------ INFORMATION GIVEN ------
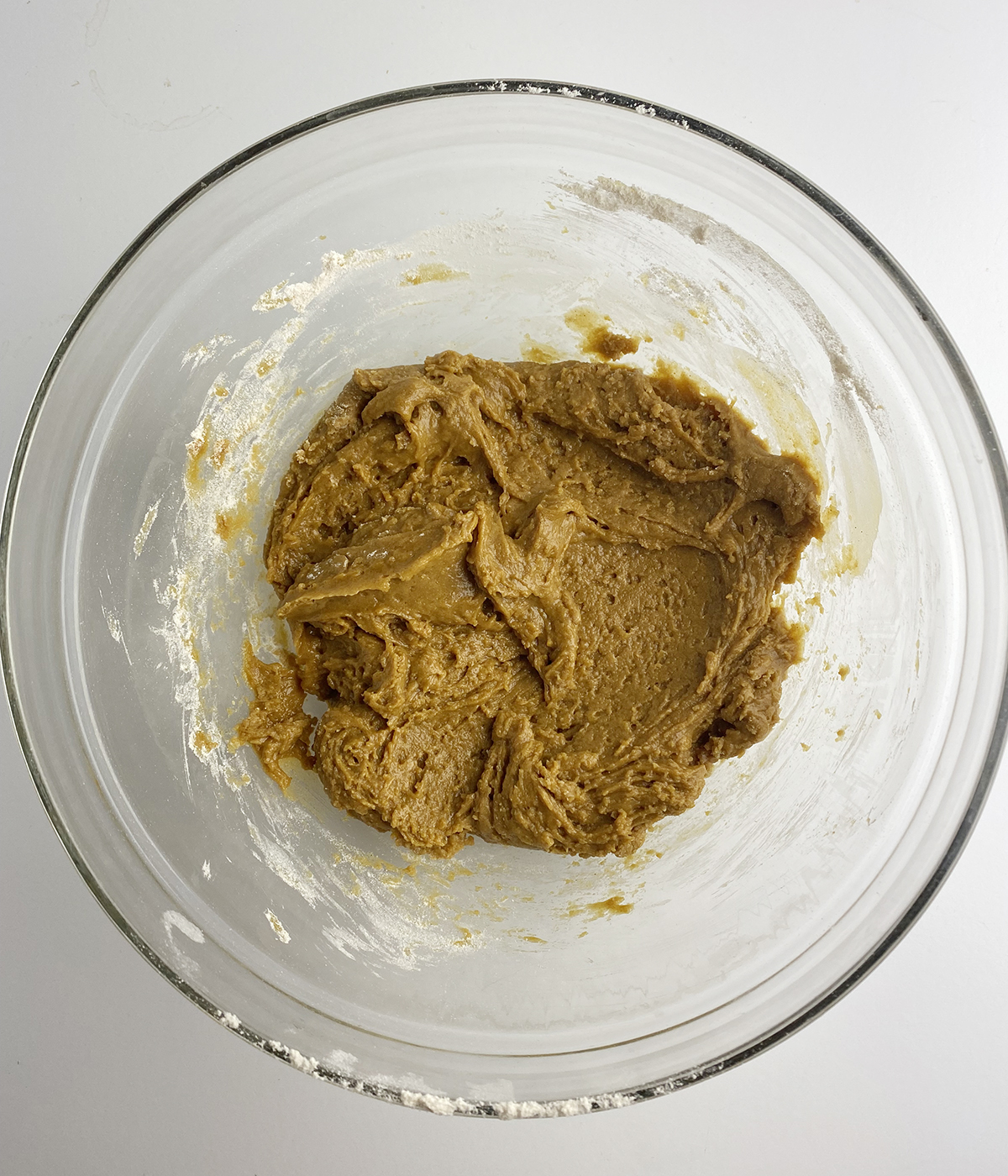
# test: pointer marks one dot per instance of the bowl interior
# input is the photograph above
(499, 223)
------
------ INFORMATION GIVEN ------
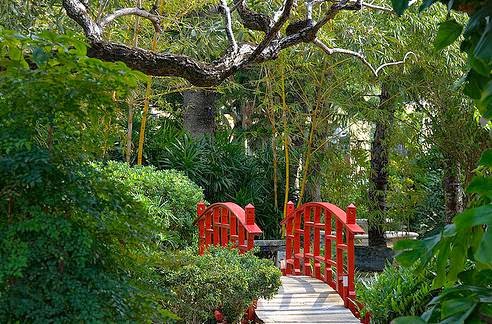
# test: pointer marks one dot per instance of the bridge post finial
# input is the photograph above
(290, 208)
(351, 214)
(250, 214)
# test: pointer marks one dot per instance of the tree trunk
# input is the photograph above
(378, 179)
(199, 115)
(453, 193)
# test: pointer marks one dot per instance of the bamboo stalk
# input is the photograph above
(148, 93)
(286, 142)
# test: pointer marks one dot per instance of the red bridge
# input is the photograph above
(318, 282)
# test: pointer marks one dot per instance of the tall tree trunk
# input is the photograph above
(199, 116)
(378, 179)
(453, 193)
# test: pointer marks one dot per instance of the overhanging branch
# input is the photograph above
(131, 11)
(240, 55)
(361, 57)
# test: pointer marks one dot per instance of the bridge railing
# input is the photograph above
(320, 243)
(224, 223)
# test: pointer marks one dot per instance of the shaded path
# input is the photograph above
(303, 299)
------
------ INFORMATION GIVEN ------
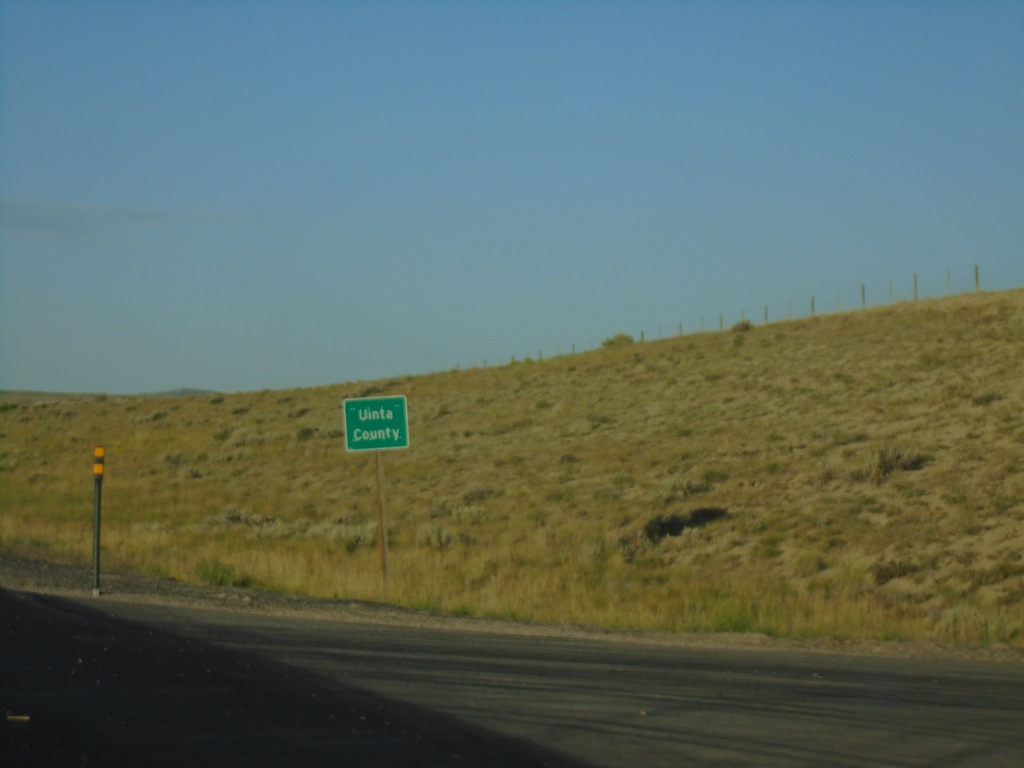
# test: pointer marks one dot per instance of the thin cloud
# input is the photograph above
------
• _PROBLEM DETAILS_
Return every line of the items above that contains the string "trunk".

• _RESPONSE_
# test: pointer marks one dot per instance of the tree trunk
# test: pointer marks one dot per instance of the tall tree trunk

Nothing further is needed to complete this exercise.